__Short problem 1__:
Reproduce the passage on Tebow from "I am predicting" to "will be gone.", substituting "defensive schemes" for "defensive strategies".
__Short problem 2__:
Using the passage on Tebow, decide whether each statement agrees with it. Answer yes or no for each, quoting the words that settle it. (a) Tebow's completion rate is given as 45%. (b) The writer holds that, for many fans who watch football on Sundays, the problem is Tebow's religiosity rather than his self-absorption. (c) Foster calls Tebow "squeaky clean."

__Text extract__:
-=-=-=-=-

As Foster writes with more than a hint of indignation, Tebowing his become an Internet phenomenon, with its own website, a Twitter account, and most recently a YouTube video titled “Tebowing for Dummies.” At such sites, Foster continues:

[Y]ou can see an act of communion with one’s creator rendered as a bit of pop-cultural ephemera, [complete with] pictures of folks striking the pose everywhere from Oxford to Istanbul, with that muddle of irony and enthusiasm that has become my generation’s trademark.

Foster’s obvious pique at these send-ups derives in part from the fact of Tebow’s wholesomeness (he is in Foster’s words “squeaky clean, in a sport that notoriously is not”). Wherein, Foster insists, lies the origins of Tebowing. It is, in short, “the power of Tebow’s evangelical-Christian faith, and the earnestness with which he professes it [that] seems to annoy so many people.”

I’m going to have toss out my red challenge flag here. Foster may be right that for some people, the problem isn’t Tebow’s religiosity but the fact that professional sports are “so filled with clichéd Jesus praise that” fans doubt his sincerity. But I submit that for many who prefer to spend their Sundays watching the exquisite choreography of a perfectly executed screen pass, the problem is Tebow’s self-absorption.

Tebow is free to give “mad respect” to his lord, but I’d rather he do it on his own time. A number of players cross themselves on every play, but they do it discreetly — and expeditiously. Tebow’s prayer timeouts, by contrast, are as gratuitously in-your-face as the most flagrant end zone dance. And they last as long. Yet, according to his supporters, all of footballdom is supposed to give him a pass because his purpose is holy. Isn’t that what churches are for?

Another, subtler, ingredient in the widespread antipathy toward Tebow is that he is an anomaly. His success as an NFL quarterback (he is 4 and 1 since replacing Kyle Orton at the helm of the Broncos offense) doesn’t make sense to diehard football fans. His passing numbers — he has a 45% completion rate — are awful. His team is winning through a combination of razzle-dazzle and offensive schemes that haven’t been used by college, let alone NFL, coaches in two decades.

I am predicting that “this too shall pass” (to cite a proverb that Tebow should appreciate because of its religious roots). Sooner or later all 31 remaining teams in the league will develop defensive strategies to counter Denver’s pre-Knute Rockne offense, and Tebow — and Tebowing — will be gone.

-=-=-=-=-

__Entries__:
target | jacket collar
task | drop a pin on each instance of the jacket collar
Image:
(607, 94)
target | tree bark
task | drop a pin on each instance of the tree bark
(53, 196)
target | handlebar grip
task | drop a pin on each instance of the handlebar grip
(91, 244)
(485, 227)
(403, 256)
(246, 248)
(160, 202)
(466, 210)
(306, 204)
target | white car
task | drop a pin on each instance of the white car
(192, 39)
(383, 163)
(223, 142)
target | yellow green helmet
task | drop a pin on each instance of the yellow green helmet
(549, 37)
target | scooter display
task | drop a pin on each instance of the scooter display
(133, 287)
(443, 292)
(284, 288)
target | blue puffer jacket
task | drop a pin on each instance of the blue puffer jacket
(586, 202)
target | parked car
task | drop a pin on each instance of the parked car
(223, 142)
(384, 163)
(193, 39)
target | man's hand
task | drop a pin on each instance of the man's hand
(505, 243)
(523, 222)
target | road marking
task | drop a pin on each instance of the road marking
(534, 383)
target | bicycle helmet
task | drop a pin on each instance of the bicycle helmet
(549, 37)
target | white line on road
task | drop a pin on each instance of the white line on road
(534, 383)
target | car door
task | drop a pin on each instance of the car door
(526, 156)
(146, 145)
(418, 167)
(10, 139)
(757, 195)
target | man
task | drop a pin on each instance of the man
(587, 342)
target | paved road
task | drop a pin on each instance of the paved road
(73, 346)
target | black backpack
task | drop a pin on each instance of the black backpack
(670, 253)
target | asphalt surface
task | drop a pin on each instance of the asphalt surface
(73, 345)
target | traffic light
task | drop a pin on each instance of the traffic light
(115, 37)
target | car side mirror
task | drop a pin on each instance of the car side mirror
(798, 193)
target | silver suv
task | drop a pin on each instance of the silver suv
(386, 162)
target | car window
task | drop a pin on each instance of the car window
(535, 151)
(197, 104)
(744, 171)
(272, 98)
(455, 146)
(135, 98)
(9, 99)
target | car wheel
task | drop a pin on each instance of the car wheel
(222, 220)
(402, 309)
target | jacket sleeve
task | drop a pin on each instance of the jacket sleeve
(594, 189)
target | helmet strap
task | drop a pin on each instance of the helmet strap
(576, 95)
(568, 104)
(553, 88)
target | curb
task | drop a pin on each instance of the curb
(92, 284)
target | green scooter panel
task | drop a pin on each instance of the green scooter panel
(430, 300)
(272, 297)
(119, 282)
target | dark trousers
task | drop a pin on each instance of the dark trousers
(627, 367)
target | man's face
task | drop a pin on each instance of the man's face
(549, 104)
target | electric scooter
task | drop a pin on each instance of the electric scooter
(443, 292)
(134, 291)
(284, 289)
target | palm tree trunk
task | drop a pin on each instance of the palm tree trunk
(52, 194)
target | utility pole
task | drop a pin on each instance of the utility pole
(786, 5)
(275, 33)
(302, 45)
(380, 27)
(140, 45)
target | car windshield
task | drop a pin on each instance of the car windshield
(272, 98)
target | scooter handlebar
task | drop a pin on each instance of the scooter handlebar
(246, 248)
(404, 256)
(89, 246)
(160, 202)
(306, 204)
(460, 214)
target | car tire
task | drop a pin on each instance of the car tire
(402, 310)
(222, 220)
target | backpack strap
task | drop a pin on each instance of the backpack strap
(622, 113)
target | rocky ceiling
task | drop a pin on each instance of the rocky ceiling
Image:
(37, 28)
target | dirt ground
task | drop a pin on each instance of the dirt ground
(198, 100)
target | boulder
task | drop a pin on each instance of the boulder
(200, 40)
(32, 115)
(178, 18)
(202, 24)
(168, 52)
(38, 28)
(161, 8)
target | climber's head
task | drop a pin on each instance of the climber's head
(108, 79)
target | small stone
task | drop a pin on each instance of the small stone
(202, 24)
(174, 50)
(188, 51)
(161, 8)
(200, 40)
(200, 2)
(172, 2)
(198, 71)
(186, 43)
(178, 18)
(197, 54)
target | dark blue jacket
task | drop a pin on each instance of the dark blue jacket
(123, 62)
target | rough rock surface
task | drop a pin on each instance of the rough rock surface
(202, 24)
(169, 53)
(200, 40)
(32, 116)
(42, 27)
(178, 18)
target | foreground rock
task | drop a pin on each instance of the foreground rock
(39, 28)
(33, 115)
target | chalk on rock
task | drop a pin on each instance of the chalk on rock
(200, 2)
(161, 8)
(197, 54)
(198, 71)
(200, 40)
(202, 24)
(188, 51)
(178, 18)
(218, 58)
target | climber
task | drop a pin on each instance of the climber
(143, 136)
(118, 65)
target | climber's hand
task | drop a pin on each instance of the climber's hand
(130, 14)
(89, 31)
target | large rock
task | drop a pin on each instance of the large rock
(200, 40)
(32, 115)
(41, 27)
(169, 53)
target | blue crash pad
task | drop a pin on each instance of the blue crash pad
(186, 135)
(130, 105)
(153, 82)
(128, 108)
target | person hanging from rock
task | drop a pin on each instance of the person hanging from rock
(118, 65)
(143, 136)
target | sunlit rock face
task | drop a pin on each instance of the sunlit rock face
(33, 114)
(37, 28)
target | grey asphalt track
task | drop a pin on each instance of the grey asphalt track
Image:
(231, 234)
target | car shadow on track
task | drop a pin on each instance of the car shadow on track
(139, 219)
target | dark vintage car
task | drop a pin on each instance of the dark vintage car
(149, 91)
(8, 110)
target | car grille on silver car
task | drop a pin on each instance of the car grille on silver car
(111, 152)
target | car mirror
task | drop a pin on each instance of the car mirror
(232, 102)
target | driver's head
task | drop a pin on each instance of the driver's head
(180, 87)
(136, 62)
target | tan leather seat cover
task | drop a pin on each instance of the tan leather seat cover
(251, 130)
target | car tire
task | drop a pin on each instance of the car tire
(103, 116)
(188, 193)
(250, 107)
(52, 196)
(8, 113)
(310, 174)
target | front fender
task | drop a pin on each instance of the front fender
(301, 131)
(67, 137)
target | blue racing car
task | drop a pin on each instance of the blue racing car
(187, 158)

-=-=-=-=-

__Expected output 1__:
I am predicting that “this too shall pass” (to cite a proverb that Tebow should appreciate because of its religious roots). Sooner or later all 31 remaining teams in the league will develop defensive schemes to counter Denver’s pre-Knute Rockne offense, and Tebow — and Tebowing — will be gone.

__Expected output 2__:
(a) Yes: "he has a 45% completion rate"
(b) No: "the problem is Tebow’s self-absorption"
(c) Yes: "squeaky clean, in a sport that notoriously is not"